:: EXERCISE ::
Please find every line in the records below that contains the word "ground" and copy each of those lines.

:: STORED DATA ::

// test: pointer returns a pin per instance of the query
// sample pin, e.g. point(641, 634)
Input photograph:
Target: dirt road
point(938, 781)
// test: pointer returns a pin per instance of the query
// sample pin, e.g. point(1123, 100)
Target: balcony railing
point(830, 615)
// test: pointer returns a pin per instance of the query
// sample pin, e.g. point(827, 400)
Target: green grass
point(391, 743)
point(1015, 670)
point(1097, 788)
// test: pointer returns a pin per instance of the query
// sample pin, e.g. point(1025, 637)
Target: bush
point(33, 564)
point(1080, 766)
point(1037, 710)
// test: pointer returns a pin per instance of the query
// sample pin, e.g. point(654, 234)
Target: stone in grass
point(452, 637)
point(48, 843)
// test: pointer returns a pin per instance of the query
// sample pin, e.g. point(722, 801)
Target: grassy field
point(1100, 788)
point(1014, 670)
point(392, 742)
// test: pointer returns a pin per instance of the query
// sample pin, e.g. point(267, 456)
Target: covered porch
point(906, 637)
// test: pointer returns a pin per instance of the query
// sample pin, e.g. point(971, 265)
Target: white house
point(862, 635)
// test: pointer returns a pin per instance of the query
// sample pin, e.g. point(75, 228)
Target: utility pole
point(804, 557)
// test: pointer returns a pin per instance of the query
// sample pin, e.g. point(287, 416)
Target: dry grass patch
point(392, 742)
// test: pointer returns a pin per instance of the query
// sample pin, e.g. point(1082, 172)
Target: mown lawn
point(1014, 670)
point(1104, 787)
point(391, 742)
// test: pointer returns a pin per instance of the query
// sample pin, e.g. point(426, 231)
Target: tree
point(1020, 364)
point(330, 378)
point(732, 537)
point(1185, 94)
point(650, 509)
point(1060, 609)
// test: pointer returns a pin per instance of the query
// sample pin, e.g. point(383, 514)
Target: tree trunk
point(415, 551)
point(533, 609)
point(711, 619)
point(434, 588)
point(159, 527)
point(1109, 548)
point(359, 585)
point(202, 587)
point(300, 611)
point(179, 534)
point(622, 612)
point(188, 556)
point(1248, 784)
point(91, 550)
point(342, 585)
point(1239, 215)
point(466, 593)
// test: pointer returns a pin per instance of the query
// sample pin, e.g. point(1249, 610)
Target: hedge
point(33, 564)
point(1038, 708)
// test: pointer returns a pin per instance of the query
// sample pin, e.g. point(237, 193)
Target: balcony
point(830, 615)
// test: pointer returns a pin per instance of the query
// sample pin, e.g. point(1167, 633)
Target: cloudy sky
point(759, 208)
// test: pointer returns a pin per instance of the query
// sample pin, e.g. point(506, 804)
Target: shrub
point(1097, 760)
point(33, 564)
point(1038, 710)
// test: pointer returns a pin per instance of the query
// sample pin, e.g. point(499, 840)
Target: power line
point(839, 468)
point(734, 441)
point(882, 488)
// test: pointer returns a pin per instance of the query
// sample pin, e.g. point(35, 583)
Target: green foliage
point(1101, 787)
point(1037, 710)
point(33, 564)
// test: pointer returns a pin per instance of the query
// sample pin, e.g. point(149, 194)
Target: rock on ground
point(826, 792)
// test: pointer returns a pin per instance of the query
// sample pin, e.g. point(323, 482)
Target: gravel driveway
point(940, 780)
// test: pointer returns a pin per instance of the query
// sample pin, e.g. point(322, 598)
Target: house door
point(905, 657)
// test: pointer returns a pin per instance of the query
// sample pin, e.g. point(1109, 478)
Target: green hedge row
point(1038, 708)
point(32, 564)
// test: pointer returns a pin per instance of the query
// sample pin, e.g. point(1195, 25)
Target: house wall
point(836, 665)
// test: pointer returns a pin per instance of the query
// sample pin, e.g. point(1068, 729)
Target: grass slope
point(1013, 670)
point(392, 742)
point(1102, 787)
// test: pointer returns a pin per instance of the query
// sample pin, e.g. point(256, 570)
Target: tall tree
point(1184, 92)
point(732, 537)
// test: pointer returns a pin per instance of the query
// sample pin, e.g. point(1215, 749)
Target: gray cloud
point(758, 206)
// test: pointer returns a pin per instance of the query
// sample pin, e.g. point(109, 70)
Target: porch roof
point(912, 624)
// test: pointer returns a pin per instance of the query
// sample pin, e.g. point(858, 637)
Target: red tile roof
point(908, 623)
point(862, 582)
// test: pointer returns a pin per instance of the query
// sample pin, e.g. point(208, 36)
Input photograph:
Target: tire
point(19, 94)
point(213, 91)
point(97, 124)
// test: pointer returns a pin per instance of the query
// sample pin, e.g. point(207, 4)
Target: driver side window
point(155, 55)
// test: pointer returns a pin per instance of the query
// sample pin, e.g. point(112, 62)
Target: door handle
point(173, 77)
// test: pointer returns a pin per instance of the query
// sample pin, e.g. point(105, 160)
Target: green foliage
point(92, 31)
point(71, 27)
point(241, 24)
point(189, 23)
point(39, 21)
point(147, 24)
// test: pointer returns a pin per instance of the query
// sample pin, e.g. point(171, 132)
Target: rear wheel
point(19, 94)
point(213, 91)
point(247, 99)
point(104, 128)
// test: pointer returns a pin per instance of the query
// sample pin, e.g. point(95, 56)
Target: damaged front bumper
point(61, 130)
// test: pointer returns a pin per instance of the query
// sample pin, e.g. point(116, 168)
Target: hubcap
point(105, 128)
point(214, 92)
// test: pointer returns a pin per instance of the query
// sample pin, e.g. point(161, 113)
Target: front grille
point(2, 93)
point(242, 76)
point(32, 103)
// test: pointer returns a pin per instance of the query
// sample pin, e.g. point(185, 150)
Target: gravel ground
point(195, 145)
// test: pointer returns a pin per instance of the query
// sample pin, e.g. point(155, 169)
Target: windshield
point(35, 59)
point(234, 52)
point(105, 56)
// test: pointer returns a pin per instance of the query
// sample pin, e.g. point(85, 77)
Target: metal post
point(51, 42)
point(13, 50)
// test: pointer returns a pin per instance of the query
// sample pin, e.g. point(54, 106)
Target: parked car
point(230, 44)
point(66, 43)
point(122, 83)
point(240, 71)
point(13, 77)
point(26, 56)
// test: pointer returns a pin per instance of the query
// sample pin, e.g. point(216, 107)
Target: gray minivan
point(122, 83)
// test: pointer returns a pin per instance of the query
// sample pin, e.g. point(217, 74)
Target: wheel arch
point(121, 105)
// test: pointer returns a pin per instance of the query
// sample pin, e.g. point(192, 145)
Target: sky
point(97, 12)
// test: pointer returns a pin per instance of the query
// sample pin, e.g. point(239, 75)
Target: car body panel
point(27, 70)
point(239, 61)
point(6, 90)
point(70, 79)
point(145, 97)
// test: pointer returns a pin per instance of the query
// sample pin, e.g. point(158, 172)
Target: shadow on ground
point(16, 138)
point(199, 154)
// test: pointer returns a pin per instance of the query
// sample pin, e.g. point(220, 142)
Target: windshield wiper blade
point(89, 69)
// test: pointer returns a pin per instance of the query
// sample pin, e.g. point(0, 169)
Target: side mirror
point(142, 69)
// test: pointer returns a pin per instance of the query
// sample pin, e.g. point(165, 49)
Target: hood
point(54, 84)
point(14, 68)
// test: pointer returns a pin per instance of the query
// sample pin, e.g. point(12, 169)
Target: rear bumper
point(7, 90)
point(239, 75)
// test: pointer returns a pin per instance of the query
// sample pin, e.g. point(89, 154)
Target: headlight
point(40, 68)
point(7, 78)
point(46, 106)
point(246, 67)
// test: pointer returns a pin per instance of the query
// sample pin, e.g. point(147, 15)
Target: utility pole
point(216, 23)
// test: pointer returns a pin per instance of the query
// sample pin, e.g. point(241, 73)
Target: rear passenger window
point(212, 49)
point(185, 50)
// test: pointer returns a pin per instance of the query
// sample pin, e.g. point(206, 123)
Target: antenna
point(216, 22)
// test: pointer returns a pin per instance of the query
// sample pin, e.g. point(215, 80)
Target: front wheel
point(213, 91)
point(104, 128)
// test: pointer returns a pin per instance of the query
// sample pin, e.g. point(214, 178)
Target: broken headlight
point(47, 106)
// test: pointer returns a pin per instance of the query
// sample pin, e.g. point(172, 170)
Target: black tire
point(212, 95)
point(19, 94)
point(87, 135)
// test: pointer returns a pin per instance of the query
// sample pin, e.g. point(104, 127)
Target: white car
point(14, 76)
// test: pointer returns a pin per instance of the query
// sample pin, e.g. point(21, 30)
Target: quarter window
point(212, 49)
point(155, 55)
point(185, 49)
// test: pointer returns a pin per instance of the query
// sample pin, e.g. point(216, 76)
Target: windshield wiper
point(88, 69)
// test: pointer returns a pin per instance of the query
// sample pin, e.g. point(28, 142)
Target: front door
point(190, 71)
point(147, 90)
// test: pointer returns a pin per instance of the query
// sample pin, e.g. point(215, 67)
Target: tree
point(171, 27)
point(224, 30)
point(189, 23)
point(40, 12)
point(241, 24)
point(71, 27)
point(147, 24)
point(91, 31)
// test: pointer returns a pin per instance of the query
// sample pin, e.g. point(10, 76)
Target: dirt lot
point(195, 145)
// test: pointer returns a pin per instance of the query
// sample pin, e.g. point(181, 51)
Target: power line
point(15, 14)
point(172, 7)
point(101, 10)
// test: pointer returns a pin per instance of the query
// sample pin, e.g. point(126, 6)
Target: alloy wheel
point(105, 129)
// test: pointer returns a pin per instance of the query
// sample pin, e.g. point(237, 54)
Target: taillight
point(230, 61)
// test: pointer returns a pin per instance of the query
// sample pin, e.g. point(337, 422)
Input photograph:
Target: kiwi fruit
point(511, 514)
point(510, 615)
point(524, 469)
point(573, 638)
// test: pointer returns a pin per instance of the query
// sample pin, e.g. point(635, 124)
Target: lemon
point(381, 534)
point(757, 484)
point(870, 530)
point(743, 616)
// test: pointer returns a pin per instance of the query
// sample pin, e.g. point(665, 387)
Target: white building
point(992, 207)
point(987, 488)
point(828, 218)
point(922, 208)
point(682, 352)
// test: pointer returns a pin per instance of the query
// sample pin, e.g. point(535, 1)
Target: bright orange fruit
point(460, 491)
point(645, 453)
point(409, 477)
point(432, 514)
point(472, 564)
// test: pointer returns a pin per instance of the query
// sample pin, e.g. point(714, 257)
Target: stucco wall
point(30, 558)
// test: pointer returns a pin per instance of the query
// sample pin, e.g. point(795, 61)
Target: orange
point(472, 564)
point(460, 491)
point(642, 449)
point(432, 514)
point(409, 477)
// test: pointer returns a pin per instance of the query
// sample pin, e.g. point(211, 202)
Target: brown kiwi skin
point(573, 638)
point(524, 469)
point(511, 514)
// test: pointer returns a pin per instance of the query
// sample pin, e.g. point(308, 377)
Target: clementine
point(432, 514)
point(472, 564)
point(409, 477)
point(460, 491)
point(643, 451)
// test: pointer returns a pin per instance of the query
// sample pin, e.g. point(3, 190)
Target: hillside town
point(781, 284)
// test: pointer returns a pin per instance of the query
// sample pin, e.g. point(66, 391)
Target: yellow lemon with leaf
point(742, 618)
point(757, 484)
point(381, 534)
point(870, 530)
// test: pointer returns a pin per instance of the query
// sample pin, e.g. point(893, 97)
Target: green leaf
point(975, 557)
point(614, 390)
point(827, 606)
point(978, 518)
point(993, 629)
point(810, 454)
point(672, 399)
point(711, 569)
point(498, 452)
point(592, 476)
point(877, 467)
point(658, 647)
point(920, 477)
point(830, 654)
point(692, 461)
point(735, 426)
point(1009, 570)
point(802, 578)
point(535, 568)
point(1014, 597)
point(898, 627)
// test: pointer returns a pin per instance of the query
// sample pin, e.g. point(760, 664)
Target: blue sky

:: RIGHT ANSWER ::
Target: rock on ground
Target: gravel ground
Target: shadow on ground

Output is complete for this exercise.